- [QUESTIONS]
• a. In the conversation about chewing tobacco and glyphosate, which crops were mainly grown in the fields of the rural Virginia community?
• b. Extend the conversation about chewing tobacco and glyphosate, picking up after its final line.

- [SELECTED TEXT]
▬▬▬▬▬▬
Is chewing tobacco gonna kill you?
Well, you know-
I've heard people getting mouth cancer.
... a very bi- Yeah, that's the main thing is mouth cancer.
Yeah.
And it- it's pre- mouth cancer's pre- a pretty nasty form- all forms of cancer are pretty nasty, but mouth cancer can really screw you up. And I think it's the, uh, the, you know, like the chemicals that they spray on the tobacco when they're growing the tobacco. So I don't know, maybe if you grew tobacco organically and then you chewed it, it wouldn't give you mouth cancer.
Probably makes sense.
I- I don't know.
Well, I was just reading something that 100% of California wines that they've tested had glyphosate on them, 100%.
Yeah, I believe it.
Which is just nuts.
You know, yeah, that stuff is everywhere. I mean, it's not-
Everywhere.
It's never gonna go anywhere because, you know, uh, when I was in the Navy, I lived in Virginia, and we moved out to a rural community. And, um, they grew corn and soybeans primarily in the fields, and nothing else would grow in that dirt. Like, you could walk the rows of those crops, you know, and there would not be a single weed growing in the field. Nothing would grow except for the genetically modified seed or whatever they put out there.
Yeah.
You know what I mean? And how long does that stay in the soil? Like, does that ever come- can you ever get that out of the dirt so that other things could or would actually thrive there again? I- I guess after many, many years you could.
▬▬▬▬▬▬
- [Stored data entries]
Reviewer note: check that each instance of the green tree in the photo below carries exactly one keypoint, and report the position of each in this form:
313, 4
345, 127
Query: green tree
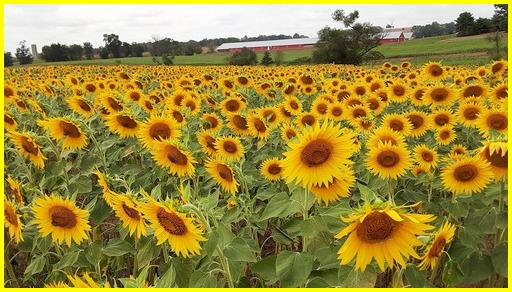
88, 51
349, 45
23, 54
8, 59
465, 24
244, 57
267, 59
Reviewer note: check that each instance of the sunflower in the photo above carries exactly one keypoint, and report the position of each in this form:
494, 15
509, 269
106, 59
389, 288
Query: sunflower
▬▬▬▬▬▬
- [EXERCISE ANSWERS]
• a. Corn and soybeans.

• b.
Yeah, it's many, many years. I had Will Harris from- he's from Georgia, uh, White Oaks Pastures. You ever heard of that guy?
I- I actually listened to that episode that you did with him, man, because I've ordered a- a pile of meat from them.
He's great.
He is.
He's great.
That was a great episode.
And it's a great episode to educate people on like how much time it takes to take a- an industrial farm and convert it to regenerative agriculture.
Yeah.
It's not easy. It's a long grind, super costly, not nearly as profitable, and, you know, he did it over the course of 20 years. And we have two, uh, jars of soil out there that he gave us, and one of them is a soil from his neighbor's farm, which is an industrial farm, and the other one is his. And his is like a dark brown, rich, alive soil.